§ **TASK DIRECTIONS**
Report how many lines in the items below contain the string "hair". Case counts, and the reply should be the number alone.

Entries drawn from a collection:
=======

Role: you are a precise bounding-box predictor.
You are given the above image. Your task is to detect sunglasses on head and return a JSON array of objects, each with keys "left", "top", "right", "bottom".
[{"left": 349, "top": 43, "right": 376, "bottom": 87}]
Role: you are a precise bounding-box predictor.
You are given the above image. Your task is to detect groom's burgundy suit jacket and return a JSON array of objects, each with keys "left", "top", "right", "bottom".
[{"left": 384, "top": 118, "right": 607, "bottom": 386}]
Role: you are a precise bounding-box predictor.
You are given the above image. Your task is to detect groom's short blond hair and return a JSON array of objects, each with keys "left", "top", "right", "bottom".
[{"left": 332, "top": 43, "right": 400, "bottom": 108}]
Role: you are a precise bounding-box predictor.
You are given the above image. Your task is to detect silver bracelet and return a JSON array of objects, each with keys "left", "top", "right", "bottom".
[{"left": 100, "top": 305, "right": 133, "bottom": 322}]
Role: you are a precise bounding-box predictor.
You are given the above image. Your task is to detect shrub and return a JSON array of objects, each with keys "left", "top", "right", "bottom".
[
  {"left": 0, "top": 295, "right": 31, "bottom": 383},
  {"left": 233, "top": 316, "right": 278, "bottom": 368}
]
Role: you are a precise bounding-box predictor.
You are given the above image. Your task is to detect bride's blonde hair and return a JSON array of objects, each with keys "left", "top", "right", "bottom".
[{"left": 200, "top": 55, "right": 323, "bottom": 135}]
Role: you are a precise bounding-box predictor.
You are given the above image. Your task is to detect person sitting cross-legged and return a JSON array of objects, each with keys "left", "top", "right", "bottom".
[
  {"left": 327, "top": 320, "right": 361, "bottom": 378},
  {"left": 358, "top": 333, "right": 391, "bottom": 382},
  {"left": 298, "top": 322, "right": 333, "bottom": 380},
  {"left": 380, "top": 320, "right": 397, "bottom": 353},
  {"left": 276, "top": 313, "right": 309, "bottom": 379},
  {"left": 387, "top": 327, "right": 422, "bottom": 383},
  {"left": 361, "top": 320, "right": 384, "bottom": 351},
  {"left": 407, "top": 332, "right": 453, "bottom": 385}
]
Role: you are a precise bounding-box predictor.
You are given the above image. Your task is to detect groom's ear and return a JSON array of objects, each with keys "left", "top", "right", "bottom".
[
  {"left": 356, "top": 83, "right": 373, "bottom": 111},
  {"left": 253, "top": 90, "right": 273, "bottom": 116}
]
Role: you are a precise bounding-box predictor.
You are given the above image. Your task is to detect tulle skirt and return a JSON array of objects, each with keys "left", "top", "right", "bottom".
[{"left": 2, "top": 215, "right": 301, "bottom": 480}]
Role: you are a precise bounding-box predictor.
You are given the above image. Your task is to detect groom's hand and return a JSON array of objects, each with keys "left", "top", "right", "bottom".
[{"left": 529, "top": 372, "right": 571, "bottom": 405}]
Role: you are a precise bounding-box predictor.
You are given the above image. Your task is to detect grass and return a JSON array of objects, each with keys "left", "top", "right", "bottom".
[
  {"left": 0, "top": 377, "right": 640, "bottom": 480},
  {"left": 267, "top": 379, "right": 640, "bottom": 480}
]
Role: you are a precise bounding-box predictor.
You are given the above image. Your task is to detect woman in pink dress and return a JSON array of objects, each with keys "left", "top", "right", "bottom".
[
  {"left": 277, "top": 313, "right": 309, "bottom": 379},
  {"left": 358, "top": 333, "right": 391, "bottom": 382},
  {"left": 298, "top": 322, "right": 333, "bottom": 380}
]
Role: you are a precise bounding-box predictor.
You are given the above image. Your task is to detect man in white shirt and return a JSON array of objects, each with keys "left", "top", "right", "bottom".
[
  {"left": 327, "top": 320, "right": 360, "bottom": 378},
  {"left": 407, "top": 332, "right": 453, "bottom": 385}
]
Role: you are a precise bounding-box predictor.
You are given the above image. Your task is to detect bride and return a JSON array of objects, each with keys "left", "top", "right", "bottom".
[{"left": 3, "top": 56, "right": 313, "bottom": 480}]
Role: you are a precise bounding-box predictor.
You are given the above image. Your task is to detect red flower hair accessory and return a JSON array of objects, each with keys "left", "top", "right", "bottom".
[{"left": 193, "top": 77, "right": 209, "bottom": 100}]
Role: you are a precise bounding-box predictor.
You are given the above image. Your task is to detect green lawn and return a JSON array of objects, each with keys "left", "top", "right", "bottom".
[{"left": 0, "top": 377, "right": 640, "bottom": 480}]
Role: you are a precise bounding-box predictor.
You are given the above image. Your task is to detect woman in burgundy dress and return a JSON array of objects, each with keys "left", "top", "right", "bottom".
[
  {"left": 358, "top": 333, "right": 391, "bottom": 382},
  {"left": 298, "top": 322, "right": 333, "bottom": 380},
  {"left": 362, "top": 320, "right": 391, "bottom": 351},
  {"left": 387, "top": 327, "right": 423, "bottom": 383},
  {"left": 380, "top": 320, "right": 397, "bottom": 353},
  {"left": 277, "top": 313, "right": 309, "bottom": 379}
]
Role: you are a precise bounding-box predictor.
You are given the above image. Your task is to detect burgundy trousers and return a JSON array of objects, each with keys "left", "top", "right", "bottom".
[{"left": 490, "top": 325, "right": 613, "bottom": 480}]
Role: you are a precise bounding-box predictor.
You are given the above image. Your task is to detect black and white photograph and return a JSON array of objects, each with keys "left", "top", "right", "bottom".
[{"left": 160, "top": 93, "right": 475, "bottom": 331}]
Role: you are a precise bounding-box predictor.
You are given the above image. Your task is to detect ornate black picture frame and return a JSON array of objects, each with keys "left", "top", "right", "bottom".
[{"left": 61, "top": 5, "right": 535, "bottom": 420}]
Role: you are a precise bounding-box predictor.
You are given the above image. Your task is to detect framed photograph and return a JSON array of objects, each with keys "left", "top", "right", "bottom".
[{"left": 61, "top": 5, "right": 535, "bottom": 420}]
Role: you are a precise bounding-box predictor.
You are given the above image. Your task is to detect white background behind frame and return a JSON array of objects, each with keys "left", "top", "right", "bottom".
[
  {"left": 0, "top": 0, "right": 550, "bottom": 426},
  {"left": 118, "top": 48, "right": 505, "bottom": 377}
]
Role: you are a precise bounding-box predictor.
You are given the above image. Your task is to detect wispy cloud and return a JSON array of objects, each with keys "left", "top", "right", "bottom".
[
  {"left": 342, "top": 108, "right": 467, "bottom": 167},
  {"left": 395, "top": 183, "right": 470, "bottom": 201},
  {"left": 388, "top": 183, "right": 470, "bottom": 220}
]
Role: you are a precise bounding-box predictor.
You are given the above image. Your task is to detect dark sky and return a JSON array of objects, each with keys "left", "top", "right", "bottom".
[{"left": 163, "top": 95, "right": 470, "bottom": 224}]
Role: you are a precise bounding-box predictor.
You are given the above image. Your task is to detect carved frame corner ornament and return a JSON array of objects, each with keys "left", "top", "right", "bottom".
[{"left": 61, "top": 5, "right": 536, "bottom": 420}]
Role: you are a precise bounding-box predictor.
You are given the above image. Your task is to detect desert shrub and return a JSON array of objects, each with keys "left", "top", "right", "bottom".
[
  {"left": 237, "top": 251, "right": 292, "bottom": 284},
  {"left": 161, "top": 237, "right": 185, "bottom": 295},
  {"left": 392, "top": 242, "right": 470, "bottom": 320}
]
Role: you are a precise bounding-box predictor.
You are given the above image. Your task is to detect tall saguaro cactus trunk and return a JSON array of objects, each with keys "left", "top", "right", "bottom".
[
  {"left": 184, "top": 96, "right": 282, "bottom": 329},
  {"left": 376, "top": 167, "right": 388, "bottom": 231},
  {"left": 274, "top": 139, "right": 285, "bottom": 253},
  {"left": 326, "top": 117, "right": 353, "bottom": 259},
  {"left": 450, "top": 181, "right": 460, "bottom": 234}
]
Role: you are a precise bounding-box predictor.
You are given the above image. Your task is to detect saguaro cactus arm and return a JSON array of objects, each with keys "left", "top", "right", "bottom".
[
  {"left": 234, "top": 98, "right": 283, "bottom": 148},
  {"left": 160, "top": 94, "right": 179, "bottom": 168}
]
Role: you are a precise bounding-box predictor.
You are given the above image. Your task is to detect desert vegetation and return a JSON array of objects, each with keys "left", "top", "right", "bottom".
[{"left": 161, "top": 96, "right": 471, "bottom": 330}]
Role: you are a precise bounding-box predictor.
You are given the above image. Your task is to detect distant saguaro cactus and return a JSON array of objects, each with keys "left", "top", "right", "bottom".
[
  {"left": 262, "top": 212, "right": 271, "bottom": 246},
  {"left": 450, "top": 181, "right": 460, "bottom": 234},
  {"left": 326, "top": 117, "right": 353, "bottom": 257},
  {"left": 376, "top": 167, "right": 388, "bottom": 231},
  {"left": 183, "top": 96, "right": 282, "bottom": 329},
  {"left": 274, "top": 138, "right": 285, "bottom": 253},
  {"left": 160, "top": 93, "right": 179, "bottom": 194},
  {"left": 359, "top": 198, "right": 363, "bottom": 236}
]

=======

§ **ANSWER TO THIS TASK**
3